(Point localization data)
......

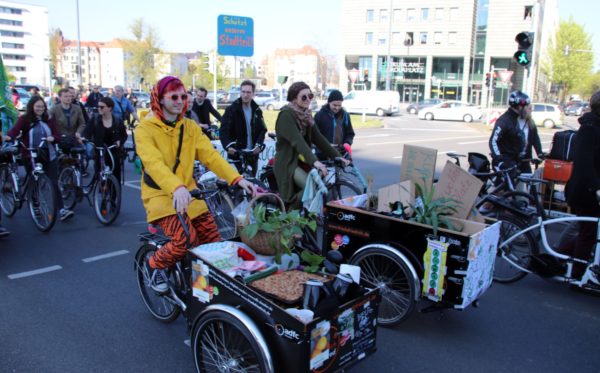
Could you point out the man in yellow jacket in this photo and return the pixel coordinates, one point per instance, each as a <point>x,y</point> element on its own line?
<point>167,144</point>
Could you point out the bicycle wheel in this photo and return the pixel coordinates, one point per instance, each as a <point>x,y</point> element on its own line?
<point>518,251</point>
<point>342,189</point>
<point>42,203</point>
<point>222,343</point>
<point>67,184</point>
<point>7,193</point>
<point>159,306</point>
<point>382,268</point>
<point>221,207</point>
<point>107,200</point>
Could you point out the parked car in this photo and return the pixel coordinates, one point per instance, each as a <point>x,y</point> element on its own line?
<point>261,97</point>
<point>275,104</point>
<point>452,110</point>
<point>372,102</point>
<point>547,115</point>
<point>416,106</point>
<point>576,108</point>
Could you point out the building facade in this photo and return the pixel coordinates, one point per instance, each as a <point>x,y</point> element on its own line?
<point>439,48</point>
<point>24,42</point>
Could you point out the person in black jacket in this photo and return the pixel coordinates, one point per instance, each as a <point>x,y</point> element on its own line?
<point>334,122</point>
<point>514,135</point>
<point>105,129</point>
<point>243,126</point>
<point>583,188</point>
<point>203,108</point>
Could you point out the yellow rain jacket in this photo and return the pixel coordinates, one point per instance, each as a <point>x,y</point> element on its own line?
<point>156,145</point>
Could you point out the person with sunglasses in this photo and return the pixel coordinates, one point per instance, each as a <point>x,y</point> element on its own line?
<point>296,134</point>
<point>243,125</point>
<point>105,129</point>
<point>168,143</point>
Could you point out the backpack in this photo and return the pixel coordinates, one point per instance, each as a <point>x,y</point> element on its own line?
<point>563,145</point>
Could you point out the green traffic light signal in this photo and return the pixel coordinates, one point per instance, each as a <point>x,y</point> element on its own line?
<point>522,58</point>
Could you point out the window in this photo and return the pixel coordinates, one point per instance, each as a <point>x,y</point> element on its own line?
<point>14,34</point>
<point>439,14</point>
<point>452,38</point>
<point>383,15</point>
<point>5,9</point>
<point>10,22</point>
<point>453,14</point>
<point>13,46</point>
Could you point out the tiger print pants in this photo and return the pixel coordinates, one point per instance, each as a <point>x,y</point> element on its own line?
<point>204,231</point>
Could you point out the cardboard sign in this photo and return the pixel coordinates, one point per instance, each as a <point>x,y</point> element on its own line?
<point>418,164</point>
<point>403,192</point>
<point>458,184</point>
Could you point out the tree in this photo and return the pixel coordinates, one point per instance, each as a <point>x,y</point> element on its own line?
<point>140,51</point>
<point>568,70</point>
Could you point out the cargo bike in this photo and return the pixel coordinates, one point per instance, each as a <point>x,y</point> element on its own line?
<point>237,328</point>
<point>408,263</point>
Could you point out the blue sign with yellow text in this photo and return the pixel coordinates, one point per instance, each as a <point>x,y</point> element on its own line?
<point>235,36</point>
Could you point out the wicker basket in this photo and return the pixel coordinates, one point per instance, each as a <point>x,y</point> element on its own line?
<point>264,243</point>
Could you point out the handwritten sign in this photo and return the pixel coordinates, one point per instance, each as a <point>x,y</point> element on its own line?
<point>418,164</point>
<point>458,184</point>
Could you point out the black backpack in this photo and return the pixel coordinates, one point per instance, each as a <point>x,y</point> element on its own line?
<point>563,145</point>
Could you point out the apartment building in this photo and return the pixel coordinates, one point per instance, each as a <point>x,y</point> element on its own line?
<point>440,48</point>
<point>24,42</point>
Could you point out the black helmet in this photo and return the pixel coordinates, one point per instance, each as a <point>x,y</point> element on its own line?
<point>518,98</point>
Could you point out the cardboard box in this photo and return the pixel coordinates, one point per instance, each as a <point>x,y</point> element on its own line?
<point>458,184</point>
<point>403,192</point>
<point>418,165</point>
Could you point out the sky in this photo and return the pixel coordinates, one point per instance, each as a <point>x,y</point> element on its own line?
<point>191,25</point>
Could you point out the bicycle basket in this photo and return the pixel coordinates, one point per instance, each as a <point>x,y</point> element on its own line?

......

▶ _What is required_:
Pictures do not go in the copy; print every entry exactly as it stands.

▶ _Solution to the problem_:
Could you point out the man in yellow jacket in this photo and return the pixel coordinates, one point per instance, each as a <point>x,y</point> element on its own line?
<point>167,144</point>
Could you point out the bicycle wheel in this photo and return the pixel coordinates, one point per instance, each as a <point>x,y</point> element on its own line?
<point>518,251</point>
<point>342,189</point>
<point>42,203</point>
<point>222,343</point>
<point>67,184</point>
<point>7,193</point>
<point>159,306</point>
<point>382,268</point>
<point>221,207</point>
<point>107,200</point>
Could you point out the parked car in this photo and return the pixel coordinates, one point per instance, each as a <point>x,y</point> element on its own line?
<point>261,97</point>
<point>275,104</point>
<point>452,110</point>
<point>372,102</point>
<point>547,115</point>
<point>416,106</point>
<point>576,108</point>
Could you point out the building facade in this photo and return the pixel coordinates, one point per instance, each as a <point>x,y</point> element on its own line?
<point>439,48</point>
<point>24,42</point>
Could you point out the person in black jacket in this photo and return the pixel coordinates, one point per instance, each as a <point>x,y</point> element on its own line?
<point>334,122</point>
<point>514,135</point>
<point>105,129</point>
<point>243,126</point>
<point>583,188</point>
<point>203,108</point>
Could you point out the yellow rain jacket in this photo and return the pixel coordinates, one point per instance, each as a <point>x,y</point> element on its own line?
<point>156,145</point>
Could you point out the person with sunglasses in this photo and return the pixel coordinates, one point per instance, each as a <point>x,y</point> element on its own line?
<point>296,134</point>
<point>243,125</point>
<point>105,129</point>
<point>168,143</point>
Could you point out the backpack in this photo and return the pixel coordinates, one point per instance, each as a <point>x,y</point> element on its own line?
<point>563,145</point>
Could you point out the green traffic light signal in this photo and return the pixel coordinates, one point per instance, each as a <point>x,y</point> element on its own line?
<point>522,58</point>
Could you point out the window in this photo and return the pixel coordinates, one point per instance, each as a <point>x,y</point> element on its own line?
<point>14,34</point>
<point>439,14</point>
<point>452,38</point>
<point>383,15</point>
<point>5,9</point>
<point>10,22</point>
<point>453,14</point>
<point>13,46</point>
Could you point out the tiger print pants in this photo and return the pixel coordinates, one point per instance, each as a <point>x,y</point> element on its own line?
<point>204,231</point>
Could you point out the cardboard sign in this photo and return the pixel coordinates, one point per instance, each as a <point>x,y</point> element on its own line?
<point>418,164</point>
<point>403,192</point>
<point>458,184</point>
Could you point out the tree in this photo and return the pixel coordinates, one point per instance, each as a <point>x,y</point> element on its own line?
<point>140,51</point>
<point>568,70</point>
Could you point out the cargo bike in this photo and return the pixel coordinates, one point per instance, each as a <point>x,y</point> element on its own line?
<point>237,328</point>
<point>408,263</point>
Could you point out the blue sign with yellow text in this photo and return the pixel coordinates, one point per instance, each as a <point>x,y</point> element on its own line?
<point>235,36</point>
Could you point out the wicker basket in this photo and return the pixel coordinates, one point per instance, each as a <point>x,y</point> element on its own line?
<point>264,243</point>
Could you point out the handwritten sign in this photo and return the pixel coordinates, one point per instance, each as a <point>x,y</point> element on its own line?
<point>418,164</point>
<point>458,184</point>
Could you point out the black backpack in this photo and return the pixel coordinates, one point per instance, each as a <point>x,y</point> element on its own line?
<point>563,145</point>
Could you point out the apartment building in this photo and return the pixel coordinates, one point per instance, each as a <point>x,y</point> element on its own line?
<point>440,48</point>
<point>24,42</point>
Could you point out the black helmet in this photo and return the pixel coordinates, one point per instance, each as a <point>x,y</point> element on its own line?
<point>518,98</point>
Could you point out the cardboard box in this photo and return the pixel coordinates, one point per instance, each as a <point>x,y</point> element on its own line?
<point>458,184</point>
<point>403,192</point>
<point>418,165</point>
Could you point out the sky in this photo and return the pixel coordinates, one point per instance, each as a <point>x,y</point> element on its own line?
<point>191,25</point>
Could you point out the bicycle basket in this photo and return the pixel coordinates, one point per instance, each as a <point>x,y</point> element on its own line?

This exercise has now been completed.